> _WHAT THE TASK ASKS_
Pull out everything from the line containing "In this exercise you will find the white van" down to the last line of the records, and reproduce those lines verbatim.

> _GIVEN DATA_
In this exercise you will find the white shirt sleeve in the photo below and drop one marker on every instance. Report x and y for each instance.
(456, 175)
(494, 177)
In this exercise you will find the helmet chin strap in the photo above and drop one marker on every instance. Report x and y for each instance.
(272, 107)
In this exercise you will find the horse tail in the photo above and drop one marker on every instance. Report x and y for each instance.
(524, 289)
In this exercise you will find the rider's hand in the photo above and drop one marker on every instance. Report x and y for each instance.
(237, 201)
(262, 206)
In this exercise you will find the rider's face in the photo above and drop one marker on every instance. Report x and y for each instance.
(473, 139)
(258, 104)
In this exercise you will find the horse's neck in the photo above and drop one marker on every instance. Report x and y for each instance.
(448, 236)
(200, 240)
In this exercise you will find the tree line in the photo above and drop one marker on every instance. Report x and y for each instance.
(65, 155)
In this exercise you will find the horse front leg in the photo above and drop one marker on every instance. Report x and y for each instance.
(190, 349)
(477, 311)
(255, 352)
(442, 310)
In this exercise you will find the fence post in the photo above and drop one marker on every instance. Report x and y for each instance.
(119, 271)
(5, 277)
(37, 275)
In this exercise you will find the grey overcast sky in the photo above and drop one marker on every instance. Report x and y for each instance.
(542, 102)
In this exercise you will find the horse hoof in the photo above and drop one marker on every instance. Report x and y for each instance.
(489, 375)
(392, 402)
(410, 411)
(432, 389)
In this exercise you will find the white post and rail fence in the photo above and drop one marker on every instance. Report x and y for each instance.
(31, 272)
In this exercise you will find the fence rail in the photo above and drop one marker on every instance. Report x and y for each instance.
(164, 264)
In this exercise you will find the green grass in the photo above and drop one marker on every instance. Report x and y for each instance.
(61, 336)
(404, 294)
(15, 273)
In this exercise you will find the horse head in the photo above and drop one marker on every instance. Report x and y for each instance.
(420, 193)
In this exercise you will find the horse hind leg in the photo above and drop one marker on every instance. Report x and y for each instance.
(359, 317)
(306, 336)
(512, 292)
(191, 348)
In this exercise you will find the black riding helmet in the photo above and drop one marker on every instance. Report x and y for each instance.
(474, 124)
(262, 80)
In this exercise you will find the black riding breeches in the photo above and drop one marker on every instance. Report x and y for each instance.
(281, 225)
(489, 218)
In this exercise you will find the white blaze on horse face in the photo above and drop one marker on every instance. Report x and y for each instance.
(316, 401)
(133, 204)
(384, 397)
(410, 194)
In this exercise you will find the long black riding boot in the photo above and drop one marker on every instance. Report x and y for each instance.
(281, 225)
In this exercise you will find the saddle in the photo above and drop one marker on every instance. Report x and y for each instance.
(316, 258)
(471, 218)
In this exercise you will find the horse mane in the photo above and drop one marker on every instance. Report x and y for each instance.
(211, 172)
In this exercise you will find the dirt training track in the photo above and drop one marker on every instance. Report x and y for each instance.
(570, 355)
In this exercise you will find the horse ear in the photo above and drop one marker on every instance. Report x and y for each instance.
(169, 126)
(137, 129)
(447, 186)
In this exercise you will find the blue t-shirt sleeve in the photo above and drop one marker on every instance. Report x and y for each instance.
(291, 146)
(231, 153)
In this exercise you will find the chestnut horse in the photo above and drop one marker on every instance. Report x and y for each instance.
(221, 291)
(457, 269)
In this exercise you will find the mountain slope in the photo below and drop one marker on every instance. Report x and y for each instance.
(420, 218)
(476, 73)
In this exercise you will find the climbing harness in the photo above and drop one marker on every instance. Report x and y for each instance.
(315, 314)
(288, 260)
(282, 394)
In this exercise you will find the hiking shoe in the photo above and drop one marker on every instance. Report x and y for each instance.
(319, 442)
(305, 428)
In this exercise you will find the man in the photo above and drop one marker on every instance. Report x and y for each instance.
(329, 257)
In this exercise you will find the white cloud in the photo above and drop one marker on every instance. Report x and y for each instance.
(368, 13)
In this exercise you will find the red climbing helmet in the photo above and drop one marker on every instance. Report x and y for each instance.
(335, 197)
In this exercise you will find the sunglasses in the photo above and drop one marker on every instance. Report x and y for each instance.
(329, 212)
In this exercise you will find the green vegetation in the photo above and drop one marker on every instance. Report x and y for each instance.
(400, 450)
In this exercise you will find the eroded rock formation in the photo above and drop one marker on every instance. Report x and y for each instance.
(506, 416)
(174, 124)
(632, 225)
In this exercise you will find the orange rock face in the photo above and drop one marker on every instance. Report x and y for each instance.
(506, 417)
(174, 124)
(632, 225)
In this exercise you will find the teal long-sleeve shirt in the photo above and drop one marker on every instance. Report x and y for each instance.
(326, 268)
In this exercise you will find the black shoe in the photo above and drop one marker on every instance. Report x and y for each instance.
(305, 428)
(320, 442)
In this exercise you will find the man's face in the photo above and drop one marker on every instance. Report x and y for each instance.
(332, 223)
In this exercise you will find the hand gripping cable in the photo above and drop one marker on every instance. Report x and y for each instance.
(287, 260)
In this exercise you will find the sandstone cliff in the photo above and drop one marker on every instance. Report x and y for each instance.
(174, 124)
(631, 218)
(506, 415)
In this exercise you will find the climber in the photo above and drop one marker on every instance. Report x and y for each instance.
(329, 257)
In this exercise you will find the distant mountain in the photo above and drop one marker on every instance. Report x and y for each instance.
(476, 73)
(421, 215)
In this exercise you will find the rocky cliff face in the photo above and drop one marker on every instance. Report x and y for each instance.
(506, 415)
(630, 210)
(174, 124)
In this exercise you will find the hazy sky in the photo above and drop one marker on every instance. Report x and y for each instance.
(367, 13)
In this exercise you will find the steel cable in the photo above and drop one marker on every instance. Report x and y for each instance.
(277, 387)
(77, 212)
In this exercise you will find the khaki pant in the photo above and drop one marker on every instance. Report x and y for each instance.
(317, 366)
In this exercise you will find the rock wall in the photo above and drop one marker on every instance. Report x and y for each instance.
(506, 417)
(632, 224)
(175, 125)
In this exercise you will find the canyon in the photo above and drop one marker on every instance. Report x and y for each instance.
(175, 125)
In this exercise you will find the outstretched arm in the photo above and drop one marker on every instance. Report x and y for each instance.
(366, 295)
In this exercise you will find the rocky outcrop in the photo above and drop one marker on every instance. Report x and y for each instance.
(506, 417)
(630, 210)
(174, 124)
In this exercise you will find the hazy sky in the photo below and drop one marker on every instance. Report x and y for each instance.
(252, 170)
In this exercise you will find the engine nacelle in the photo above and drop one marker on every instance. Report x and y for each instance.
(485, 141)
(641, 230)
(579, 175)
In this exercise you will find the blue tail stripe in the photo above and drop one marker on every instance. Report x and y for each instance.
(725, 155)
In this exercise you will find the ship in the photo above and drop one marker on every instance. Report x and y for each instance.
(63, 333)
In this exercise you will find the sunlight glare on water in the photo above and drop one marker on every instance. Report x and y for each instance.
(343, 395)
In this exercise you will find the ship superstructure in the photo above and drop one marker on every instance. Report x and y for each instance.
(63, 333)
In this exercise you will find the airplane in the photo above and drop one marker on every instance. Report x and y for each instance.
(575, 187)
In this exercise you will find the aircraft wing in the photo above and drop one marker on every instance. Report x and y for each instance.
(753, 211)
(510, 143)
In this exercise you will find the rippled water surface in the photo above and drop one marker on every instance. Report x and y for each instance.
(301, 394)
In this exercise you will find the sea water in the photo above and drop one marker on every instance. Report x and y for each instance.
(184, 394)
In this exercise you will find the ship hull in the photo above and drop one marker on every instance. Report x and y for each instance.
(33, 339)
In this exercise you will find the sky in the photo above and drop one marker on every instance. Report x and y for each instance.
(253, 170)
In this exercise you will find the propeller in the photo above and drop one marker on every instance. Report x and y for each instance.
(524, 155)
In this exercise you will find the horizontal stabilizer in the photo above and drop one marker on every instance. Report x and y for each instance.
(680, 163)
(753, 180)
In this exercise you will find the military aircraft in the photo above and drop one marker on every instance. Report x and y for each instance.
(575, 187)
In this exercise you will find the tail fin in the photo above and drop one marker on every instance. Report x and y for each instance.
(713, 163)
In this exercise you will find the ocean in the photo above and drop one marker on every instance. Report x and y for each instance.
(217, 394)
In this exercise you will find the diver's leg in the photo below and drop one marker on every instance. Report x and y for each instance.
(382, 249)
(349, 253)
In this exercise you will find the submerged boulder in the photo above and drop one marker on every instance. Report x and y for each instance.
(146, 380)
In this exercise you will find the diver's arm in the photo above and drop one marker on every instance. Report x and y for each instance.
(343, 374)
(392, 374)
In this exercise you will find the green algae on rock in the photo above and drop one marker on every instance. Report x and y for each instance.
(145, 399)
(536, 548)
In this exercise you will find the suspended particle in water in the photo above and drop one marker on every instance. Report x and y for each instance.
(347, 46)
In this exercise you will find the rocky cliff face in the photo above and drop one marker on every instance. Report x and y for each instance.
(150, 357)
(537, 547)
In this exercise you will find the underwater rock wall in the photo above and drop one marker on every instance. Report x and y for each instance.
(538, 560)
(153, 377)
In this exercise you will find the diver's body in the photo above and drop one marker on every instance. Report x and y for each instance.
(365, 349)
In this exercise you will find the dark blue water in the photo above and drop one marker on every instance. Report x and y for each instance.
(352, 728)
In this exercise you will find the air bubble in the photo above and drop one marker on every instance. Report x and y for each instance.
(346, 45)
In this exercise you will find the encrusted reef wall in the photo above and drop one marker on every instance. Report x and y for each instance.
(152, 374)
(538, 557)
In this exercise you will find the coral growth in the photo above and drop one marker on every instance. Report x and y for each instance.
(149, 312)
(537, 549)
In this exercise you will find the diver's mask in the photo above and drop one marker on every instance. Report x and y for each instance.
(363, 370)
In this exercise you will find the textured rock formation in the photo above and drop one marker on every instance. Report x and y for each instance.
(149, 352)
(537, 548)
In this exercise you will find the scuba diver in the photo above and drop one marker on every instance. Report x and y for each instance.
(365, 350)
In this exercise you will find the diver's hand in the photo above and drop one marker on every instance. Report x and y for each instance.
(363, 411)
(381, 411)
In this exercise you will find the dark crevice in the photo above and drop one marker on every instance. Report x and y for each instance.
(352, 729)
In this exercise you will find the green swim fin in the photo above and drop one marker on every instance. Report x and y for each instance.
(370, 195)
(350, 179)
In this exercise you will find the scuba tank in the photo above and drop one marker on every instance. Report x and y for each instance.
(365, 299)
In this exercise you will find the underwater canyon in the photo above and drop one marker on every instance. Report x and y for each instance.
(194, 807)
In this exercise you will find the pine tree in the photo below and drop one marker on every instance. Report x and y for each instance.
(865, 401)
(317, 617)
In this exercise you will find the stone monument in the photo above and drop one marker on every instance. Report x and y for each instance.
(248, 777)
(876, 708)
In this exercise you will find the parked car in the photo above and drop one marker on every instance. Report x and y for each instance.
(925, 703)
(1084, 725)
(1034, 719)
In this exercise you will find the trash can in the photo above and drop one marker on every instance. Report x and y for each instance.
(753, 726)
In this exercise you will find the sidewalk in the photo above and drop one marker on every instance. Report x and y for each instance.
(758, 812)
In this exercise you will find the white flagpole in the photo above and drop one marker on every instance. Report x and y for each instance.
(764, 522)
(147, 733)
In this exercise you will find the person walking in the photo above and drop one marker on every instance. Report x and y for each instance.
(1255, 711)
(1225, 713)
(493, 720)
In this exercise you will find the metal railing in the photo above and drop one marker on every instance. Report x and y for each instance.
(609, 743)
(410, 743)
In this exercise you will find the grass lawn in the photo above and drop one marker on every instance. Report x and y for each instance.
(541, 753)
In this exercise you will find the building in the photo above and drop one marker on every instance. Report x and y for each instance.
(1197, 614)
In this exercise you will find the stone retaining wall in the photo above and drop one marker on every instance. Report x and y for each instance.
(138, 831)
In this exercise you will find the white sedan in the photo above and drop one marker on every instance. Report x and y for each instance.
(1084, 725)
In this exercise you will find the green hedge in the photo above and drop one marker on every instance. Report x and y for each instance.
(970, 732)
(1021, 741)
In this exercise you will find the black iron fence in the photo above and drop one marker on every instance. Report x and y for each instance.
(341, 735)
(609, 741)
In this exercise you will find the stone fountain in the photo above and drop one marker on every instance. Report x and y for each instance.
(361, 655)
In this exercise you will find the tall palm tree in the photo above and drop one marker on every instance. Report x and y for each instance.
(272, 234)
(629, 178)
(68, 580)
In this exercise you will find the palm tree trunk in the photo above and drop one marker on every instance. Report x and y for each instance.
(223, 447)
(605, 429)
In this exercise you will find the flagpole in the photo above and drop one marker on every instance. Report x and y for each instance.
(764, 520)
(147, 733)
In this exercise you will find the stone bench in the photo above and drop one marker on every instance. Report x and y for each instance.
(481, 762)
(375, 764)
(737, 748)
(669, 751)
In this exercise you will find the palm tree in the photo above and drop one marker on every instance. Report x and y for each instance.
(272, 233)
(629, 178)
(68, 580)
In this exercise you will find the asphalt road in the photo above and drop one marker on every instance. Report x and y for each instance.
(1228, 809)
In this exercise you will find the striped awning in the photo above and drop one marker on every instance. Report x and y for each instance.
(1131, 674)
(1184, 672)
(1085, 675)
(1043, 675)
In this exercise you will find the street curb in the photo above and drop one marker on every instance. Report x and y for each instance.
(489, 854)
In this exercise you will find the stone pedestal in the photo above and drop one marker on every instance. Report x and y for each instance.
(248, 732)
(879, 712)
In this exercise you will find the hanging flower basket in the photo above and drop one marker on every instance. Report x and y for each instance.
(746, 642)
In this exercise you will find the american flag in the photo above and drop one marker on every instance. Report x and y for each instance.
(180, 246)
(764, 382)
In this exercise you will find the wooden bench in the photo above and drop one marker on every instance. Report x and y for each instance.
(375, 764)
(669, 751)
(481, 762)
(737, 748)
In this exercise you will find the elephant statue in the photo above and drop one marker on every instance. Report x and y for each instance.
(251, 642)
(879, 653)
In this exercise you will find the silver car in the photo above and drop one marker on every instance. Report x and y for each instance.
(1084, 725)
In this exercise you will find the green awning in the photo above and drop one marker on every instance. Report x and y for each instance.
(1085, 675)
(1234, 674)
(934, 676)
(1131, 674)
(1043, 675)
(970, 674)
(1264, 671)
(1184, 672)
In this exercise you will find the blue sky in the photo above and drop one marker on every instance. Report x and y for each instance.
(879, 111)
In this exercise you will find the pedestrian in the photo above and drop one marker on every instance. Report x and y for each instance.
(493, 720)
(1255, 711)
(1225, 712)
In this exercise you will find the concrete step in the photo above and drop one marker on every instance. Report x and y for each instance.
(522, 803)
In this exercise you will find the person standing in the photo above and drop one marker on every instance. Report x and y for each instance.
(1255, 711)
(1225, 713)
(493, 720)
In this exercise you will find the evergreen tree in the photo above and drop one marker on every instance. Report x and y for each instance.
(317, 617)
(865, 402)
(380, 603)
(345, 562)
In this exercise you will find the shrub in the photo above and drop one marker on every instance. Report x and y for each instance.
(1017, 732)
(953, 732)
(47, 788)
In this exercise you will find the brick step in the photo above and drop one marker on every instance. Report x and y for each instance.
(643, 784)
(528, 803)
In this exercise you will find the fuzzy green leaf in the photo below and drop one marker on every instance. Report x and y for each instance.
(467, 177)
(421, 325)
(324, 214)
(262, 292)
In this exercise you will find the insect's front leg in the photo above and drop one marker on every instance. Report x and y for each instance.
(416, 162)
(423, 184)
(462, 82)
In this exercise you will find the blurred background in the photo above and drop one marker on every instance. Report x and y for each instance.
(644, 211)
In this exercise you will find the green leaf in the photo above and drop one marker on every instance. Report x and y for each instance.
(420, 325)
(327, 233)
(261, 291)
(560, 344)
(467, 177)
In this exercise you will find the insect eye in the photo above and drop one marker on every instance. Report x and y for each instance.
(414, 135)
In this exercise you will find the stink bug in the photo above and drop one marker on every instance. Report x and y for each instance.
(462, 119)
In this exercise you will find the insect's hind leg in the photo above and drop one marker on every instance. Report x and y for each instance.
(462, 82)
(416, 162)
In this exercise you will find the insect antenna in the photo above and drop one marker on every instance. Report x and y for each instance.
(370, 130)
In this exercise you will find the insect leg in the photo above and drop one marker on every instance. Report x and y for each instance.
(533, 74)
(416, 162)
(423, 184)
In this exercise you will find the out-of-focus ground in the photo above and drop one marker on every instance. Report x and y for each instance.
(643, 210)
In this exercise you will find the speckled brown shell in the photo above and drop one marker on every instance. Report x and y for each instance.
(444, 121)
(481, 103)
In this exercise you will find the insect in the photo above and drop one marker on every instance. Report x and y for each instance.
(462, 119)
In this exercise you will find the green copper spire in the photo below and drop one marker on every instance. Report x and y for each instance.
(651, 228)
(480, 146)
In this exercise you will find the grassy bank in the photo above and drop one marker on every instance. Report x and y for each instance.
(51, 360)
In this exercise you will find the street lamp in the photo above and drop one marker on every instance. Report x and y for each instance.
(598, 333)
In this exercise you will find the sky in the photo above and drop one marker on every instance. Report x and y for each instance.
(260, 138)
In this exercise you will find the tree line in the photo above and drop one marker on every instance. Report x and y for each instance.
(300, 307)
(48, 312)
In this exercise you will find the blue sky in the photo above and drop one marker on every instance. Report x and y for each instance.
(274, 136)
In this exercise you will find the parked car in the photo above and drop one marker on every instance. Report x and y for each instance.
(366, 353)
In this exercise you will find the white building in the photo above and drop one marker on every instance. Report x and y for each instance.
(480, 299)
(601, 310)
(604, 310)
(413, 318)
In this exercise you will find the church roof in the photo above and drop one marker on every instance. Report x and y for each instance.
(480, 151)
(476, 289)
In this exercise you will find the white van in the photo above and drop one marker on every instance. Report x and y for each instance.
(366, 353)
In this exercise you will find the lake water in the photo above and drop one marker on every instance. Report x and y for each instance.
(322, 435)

> _FULL ANSWER_
In this exercise you will find the white van in the photo above and drop one marker on every instance. Report x and y for each instance.
(366, 353)
In this exercise you will find the lake water in the photo above and drop one marker on every instance. Report x and y for each instance.
(322, 435)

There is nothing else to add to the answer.